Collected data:
########################################

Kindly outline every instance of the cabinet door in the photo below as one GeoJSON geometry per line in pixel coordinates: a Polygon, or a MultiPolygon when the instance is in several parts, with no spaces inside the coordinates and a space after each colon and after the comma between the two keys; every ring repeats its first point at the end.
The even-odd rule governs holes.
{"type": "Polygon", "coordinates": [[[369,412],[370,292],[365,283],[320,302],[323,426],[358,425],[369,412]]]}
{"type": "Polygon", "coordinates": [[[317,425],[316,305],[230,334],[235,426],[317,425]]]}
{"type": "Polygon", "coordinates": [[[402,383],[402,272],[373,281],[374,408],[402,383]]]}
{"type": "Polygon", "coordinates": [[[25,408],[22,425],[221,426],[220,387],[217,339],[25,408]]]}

########################################

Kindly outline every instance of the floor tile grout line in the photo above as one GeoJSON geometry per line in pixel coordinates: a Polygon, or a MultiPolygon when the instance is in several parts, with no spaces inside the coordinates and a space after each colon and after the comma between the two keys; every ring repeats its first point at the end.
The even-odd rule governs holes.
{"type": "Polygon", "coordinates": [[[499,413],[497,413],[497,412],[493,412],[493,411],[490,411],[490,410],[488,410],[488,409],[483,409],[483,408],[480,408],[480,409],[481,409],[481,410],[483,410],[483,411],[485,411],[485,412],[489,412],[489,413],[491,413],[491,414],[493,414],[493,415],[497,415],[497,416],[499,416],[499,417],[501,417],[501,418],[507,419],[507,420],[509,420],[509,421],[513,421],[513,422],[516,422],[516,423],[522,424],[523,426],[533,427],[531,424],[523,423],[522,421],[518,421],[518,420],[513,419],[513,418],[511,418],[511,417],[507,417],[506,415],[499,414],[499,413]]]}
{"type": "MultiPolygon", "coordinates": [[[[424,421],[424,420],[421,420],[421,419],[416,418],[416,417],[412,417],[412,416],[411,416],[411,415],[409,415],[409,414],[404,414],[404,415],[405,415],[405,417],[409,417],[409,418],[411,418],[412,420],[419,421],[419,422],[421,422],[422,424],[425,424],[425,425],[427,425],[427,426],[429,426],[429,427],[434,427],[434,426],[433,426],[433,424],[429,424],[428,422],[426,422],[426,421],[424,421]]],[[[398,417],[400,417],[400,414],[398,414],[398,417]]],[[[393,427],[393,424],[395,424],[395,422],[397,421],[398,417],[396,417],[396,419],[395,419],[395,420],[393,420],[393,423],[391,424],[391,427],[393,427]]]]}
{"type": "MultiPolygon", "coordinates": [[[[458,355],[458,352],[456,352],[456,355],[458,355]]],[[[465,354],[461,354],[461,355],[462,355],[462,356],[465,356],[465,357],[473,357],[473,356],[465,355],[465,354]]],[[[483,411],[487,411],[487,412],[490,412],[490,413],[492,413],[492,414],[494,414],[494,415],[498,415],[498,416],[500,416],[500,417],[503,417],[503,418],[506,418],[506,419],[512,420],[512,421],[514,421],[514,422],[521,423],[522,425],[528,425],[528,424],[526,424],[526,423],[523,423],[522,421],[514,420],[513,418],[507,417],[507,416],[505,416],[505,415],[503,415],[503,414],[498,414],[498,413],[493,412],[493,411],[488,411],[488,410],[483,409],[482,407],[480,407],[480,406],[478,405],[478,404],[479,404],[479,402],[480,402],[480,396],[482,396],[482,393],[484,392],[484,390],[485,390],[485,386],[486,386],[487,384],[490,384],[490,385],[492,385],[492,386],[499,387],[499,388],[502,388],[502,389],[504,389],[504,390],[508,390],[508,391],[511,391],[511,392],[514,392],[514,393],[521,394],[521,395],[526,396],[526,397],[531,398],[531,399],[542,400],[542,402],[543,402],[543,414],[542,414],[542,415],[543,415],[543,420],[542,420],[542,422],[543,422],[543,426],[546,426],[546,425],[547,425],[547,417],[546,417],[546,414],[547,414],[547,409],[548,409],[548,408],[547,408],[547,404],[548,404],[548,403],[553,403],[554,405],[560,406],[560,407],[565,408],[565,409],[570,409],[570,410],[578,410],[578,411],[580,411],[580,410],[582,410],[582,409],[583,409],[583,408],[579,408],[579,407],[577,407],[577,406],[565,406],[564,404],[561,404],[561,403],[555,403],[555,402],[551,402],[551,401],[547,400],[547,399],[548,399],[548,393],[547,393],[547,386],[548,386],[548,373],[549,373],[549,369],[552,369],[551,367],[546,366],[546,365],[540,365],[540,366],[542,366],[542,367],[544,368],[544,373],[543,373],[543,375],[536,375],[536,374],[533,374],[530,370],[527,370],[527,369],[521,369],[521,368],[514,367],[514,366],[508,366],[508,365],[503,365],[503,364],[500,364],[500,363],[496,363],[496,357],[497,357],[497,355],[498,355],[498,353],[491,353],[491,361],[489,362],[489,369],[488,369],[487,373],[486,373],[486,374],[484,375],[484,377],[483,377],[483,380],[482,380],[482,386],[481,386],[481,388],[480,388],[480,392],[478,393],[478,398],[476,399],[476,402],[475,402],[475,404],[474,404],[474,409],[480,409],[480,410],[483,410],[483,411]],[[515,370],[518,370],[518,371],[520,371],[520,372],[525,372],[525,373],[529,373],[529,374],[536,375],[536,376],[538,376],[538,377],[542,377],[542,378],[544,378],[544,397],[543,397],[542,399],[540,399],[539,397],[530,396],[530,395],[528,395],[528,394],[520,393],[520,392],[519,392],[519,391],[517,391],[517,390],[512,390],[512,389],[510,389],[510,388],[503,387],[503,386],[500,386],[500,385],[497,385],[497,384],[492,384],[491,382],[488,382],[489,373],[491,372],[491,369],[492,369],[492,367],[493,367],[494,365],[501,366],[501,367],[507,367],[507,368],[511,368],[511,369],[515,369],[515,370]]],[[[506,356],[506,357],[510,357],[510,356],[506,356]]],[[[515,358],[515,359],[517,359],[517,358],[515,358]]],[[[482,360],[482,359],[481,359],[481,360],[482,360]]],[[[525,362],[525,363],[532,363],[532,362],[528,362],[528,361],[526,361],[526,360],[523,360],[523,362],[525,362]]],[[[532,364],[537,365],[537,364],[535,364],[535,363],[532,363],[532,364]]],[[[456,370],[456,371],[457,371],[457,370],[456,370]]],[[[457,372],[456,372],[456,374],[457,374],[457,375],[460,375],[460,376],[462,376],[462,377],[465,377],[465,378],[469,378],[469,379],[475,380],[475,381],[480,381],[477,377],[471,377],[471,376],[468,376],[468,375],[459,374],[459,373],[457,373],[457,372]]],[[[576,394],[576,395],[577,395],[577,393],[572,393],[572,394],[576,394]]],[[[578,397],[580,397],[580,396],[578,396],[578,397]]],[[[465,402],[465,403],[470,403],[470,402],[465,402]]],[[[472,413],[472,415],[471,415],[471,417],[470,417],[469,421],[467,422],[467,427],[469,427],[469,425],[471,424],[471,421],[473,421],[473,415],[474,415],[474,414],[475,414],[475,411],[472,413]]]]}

########################################

**Directions:** Would you filter the records and copy each line that contains the word "photo"?

**Written answer:**
Kindly outline every instance of the cabinet door in the photo below as one GeoJSON geometry per line in pixel coordinates: a Polygon, or a MultiPolygon when the instance is in several parts, with no spaces inside the coordinates and a space after each colon and after the comma between the two keys; every ring repeats its first point at the end.
Kindly outline every instance of the floor tile grout line in the photo above as one GeoJSON geometry per line in pixel coordinates: a Polygon, or a MultiPolygon when the instance is in several parts, with no spaces inside the coordinates and a space after each colon and after the comma between the two keys; every ring repeats its first point at the end.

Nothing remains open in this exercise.